— Questions on the material —
A) Return the passage of the article on mental health nurses between "A mental health" and "mental health nursing.", inclusive, copying it word for word.
B) Using the article on mental health nurses, explain in one to three sentences why the number of registered mental health nurses in the UK has dropped slightly since 2010.
C) Please say whether each statement agrees with the article on mental health nurses, answering yes or no and quoting the words that decide it: (i) Registration as an MHN must be renewed every five years. (ii) Nurses in this role now have authority to prescribe medication. (iii) MHNs make up about 12% of the total NHS nursing workforce.

= Mental health nurse =

Nurse who specialises in care for patients with mental health issues

A mental health nurse (MHN) refers to a nurse in the UK, who specialises in the care of patients with mental health issues. The practice of MHNs is called mental health nursing.

== Background ==
MHNs comprise approximately 12% of the total NHS Nursing workforce. In order to qualify as a MHN in the UK, a Nursing & Midwifery Council (NMC) accredited nursing degree or diploma is required. Registration must be renewed every three years, for which 450 hours of registered practice and 35 hours of study must have been completed in the past three years. The total number of registered mental health nurses in the UK was 48,130 in 2010, however, since then there has been a slight decrease, as some nurses have transferred over to voluntary and independent providers. MHNs typically work within community or hospital settings, as part of Crisis Assessment and Treatment, inpatient environments and/or community mental health teams.

== Roles ==
MHNs act to bridge the gap between mental health services and general practice for patients with acute to chronic mental illnesses. The role of an MHN has gradually transitioned over the years, to encompass a greater level of involvement in patient care e.g. nurses now have authority to prescribe medication. The main responsibilities of a MHN can be subdivided into six broad categories with a certain degree of overlap:
- Case management: This consists of tailoring care to the specific needs of an individual. It involves providing interventions in the form of psychotherapy or familial support; arranging other services when required; establishing networks with community agencies; overseeing changes in medication; community integration and actively seeking out people who drop out of services.

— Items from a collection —

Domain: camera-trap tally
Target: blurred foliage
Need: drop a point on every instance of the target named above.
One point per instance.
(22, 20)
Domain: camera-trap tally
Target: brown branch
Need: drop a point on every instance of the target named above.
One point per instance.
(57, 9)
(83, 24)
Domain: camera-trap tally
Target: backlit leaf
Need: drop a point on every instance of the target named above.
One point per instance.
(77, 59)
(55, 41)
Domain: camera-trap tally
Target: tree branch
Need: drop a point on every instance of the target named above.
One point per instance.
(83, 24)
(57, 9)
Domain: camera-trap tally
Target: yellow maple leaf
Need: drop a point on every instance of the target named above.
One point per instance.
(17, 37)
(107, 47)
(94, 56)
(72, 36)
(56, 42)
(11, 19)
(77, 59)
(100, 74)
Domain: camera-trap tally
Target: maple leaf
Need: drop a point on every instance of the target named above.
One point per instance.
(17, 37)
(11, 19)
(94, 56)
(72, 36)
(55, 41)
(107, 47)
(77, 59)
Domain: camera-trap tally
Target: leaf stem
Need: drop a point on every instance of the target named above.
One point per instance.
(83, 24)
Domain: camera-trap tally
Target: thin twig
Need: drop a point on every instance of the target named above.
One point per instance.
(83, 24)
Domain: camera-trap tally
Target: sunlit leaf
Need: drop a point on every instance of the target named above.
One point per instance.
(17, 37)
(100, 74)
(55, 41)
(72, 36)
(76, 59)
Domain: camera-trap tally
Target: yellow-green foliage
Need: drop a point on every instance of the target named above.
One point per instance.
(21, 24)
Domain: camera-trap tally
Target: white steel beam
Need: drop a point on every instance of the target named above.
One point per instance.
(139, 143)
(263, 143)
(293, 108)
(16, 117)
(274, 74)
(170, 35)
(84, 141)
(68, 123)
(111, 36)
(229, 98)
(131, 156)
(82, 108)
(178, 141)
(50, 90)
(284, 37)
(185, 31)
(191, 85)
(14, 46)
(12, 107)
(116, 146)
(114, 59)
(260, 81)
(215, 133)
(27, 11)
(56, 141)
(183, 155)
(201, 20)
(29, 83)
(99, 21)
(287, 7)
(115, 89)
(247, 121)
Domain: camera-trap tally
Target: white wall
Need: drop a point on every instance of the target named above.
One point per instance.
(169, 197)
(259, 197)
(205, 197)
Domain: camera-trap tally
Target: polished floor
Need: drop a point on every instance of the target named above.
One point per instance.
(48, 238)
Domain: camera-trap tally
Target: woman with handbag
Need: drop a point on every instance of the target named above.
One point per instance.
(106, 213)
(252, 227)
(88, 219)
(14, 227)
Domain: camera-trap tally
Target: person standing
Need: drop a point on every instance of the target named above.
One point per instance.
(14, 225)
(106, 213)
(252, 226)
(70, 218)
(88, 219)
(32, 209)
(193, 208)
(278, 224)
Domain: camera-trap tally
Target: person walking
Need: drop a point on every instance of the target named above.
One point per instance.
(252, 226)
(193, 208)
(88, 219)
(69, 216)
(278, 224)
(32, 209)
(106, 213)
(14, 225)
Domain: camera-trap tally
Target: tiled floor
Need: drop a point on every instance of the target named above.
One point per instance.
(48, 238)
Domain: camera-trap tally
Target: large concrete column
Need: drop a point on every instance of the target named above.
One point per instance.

— Results in order —
A)
A mental health nurse (MHN) refers to a nurse in the UK, who specialises in the care of patients with mental health issues. The practice of MHNs is called mental health nursing.

B) The number has dropped slightly because some nurses have moved over to voluntary and independent providers. In 2010 the UK had 48,130 registered mental health nurses.

C)
(i) No: "Registration must be renewed every three years"
(ii) Yes: "nurses now have authority to prescribe medication"
(iii) Yes: "MHNs comprise approximately 12% of the total NHS Nursing workforce"